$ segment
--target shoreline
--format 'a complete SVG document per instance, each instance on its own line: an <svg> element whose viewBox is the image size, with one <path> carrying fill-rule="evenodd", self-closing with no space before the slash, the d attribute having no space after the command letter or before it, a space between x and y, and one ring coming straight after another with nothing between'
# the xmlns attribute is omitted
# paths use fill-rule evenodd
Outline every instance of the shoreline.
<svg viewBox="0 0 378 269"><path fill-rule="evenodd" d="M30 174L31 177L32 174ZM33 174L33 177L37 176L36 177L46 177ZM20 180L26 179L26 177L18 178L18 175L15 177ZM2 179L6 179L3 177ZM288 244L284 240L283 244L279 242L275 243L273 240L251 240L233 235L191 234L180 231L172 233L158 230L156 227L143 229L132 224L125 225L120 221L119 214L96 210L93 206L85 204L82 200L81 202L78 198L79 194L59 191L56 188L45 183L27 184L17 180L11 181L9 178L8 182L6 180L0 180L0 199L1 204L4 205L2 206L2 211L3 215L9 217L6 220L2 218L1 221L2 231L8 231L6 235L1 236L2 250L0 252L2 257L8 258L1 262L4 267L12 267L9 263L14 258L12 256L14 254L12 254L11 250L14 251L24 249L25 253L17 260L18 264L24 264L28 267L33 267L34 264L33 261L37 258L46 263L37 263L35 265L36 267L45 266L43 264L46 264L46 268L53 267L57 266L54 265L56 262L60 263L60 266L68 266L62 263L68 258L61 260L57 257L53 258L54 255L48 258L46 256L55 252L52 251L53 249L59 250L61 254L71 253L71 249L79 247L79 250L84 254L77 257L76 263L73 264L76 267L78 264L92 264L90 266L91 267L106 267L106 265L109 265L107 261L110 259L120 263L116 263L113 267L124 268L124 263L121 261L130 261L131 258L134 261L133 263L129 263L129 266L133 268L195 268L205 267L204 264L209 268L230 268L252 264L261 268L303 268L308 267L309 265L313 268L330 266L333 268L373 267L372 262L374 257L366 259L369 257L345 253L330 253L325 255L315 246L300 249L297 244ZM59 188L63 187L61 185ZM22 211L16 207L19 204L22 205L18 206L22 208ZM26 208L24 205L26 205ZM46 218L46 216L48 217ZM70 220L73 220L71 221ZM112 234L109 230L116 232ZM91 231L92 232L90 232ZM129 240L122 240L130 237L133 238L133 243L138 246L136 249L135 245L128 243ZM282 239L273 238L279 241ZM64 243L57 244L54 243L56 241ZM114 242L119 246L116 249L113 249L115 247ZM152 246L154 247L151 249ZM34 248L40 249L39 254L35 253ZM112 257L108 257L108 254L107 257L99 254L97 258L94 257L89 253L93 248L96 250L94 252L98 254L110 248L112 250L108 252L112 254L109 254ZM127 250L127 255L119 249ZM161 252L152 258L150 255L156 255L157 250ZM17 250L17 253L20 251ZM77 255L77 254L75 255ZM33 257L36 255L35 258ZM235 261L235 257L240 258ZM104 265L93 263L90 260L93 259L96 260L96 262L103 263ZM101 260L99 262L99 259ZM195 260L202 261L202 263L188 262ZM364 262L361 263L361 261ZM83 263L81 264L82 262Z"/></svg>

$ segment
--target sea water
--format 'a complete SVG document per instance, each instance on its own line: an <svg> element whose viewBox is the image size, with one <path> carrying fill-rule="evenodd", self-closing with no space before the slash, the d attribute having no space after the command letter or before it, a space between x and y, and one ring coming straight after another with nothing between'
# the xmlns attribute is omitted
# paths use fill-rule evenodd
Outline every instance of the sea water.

----

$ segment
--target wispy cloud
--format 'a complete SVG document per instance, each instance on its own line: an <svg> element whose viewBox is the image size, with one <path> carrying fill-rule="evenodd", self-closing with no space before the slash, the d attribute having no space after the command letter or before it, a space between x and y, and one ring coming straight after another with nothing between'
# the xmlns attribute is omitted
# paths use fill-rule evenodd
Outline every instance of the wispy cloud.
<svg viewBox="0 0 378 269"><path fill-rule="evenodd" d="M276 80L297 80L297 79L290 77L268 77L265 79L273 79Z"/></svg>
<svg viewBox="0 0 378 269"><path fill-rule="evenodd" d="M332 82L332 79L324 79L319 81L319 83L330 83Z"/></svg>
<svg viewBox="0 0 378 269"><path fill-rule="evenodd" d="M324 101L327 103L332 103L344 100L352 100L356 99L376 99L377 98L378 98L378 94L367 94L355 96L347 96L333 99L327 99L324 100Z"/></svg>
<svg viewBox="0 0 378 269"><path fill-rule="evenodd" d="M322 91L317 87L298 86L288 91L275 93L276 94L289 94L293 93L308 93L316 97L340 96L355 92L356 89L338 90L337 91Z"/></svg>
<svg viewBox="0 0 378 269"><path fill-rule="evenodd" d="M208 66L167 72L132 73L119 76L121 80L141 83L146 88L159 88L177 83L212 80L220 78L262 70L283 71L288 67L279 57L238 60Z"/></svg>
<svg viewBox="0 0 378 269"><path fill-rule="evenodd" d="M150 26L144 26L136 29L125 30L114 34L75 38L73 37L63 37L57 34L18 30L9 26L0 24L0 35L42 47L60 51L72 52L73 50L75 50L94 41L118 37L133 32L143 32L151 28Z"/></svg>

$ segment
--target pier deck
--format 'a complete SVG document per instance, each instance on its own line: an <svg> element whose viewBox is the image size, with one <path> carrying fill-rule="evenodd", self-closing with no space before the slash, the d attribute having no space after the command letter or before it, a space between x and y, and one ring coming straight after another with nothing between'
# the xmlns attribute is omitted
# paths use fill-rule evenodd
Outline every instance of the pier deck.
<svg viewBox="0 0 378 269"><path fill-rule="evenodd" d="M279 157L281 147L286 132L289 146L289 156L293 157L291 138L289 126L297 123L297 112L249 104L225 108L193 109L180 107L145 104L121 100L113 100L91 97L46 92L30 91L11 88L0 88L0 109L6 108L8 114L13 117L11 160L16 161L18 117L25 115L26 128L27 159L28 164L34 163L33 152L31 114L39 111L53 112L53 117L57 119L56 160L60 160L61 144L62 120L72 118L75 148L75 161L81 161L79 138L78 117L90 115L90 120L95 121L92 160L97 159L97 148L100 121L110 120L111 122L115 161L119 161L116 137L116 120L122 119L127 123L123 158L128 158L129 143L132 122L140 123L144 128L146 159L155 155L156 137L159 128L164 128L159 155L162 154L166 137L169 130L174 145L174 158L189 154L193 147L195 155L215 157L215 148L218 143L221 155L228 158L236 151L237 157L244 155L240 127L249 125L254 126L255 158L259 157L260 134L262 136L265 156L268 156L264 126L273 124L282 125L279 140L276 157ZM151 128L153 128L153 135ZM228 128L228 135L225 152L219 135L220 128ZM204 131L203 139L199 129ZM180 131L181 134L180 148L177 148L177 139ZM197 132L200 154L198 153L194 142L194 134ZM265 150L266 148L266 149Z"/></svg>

----

How many lines above contain the string "shoreline"? Case matters. Reply with the number alone.

2